WHAT YOU HAVE TO DO: Write out only the lines running from the one that contains "Find the car hood" to the end of the material, both ends included.

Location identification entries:
━━━━━━━━━━━━━━━━━━━━
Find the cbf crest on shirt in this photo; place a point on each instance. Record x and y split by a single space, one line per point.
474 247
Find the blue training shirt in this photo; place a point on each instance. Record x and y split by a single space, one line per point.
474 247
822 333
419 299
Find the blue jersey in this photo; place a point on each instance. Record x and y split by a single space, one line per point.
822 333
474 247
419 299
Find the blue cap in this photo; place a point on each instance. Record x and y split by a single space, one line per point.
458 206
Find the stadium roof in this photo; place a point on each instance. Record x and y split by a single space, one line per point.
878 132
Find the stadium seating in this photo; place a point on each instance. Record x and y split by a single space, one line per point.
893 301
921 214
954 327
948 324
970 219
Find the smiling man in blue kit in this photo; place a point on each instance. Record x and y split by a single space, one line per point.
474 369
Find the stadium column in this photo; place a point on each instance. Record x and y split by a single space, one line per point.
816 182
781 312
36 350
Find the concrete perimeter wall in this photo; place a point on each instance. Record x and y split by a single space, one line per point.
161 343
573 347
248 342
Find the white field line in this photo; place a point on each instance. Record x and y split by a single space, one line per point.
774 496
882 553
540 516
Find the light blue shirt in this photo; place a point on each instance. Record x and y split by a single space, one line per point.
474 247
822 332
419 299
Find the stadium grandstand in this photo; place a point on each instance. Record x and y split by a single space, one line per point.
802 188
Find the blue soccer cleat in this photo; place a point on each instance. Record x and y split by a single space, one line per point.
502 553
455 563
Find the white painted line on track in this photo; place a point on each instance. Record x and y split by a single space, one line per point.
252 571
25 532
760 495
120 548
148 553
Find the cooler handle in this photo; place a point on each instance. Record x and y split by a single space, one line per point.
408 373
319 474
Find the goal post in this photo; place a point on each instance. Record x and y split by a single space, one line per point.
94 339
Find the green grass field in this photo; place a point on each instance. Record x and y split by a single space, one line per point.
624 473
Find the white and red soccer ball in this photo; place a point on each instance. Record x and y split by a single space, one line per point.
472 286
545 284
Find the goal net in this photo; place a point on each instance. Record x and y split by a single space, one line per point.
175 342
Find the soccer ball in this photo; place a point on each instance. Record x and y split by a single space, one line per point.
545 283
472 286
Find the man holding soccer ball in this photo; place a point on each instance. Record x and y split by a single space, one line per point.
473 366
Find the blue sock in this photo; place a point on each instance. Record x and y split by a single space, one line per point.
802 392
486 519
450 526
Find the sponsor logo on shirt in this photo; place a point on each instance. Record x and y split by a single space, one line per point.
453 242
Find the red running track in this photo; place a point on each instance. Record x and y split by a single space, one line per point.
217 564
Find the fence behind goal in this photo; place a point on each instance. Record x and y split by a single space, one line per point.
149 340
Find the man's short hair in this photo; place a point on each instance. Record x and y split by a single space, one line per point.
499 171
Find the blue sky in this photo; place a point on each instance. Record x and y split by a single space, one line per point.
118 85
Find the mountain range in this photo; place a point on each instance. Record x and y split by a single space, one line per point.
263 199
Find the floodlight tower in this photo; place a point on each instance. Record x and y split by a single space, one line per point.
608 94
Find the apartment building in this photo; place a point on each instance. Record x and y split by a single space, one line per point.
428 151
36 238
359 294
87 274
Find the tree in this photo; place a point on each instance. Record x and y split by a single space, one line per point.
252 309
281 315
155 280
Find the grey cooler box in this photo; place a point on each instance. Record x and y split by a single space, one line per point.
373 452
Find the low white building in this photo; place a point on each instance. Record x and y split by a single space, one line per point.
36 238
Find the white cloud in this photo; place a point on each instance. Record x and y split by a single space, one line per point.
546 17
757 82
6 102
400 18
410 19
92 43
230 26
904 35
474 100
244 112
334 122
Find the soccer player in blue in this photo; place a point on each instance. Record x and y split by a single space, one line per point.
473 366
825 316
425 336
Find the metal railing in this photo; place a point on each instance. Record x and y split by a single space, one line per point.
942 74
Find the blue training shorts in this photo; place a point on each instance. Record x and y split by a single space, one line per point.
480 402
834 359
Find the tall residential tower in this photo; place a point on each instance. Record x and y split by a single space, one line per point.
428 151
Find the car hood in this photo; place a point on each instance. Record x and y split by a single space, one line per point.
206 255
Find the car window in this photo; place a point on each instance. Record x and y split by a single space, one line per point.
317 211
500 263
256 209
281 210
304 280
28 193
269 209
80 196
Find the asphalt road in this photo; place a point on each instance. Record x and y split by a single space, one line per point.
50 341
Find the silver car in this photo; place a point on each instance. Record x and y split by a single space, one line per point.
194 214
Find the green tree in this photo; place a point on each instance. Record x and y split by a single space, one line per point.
━━━━━━━━━━━━━━━━━━━━
ANSWER TO THIS TASK:
Find the car hood in this photo; place a point on each instance. Record x and y split by a single space, one line per point.
206 255
Find the car window in this photo; place a point on each instance. Record x and y split by a single space, one line per point.
317 211
500 263
256 209
281 210
304 280
28 193
269 209
80 196
Find the asphalt road in this photo; place a point on each instance. Record x and y split by a single space, one line per point.
50 341
Find the silver car in this photo; place a point on each instance. Record x and y split by a single space, one line per point.
194 214
Find the green tree in this photo; place a point on each instance. Record x and y split by a single space, one line per point.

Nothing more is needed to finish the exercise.